TASK STATEMENT:
Look through the entries and count each line that includes the string "Report". Reply with the number alone.

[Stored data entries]

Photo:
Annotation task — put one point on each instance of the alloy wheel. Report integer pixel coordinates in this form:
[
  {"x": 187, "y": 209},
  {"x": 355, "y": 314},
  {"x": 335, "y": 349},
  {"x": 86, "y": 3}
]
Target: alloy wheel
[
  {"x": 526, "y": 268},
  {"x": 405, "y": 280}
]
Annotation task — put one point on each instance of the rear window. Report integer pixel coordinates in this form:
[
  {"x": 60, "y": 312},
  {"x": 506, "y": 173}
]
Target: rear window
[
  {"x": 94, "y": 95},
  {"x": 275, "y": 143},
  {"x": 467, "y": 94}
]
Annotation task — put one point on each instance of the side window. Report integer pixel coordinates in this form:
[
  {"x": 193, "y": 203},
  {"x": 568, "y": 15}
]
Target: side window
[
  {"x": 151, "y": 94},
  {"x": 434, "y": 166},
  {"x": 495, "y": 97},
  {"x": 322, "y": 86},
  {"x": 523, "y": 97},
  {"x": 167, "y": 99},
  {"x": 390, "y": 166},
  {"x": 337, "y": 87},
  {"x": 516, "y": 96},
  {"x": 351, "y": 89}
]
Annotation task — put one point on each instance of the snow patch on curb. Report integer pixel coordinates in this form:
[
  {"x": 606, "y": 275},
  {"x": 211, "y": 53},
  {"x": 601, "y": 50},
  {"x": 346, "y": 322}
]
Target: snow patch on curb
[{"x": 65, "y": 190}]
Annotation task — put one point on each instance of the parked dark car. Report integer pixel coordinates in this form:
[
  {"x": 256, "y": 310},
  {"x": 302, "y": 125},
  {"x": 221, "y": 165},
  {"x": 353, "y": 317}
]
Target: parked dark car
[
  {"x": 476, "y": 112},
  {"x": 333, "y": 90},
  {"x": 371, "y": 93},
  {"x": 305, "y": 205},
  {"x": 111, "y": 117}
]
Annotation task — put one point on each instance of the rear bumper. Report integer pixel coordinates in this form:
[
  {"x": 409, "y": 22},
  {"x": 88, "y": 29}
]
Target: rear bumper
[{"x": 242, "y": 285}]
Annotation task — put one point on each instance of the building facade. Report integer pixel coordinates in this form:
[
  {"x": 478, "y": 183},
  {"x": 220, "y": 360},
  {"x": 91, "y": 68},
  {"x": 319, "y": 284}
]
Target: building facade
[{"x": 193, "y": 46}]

SOLVED PROBLEM:
7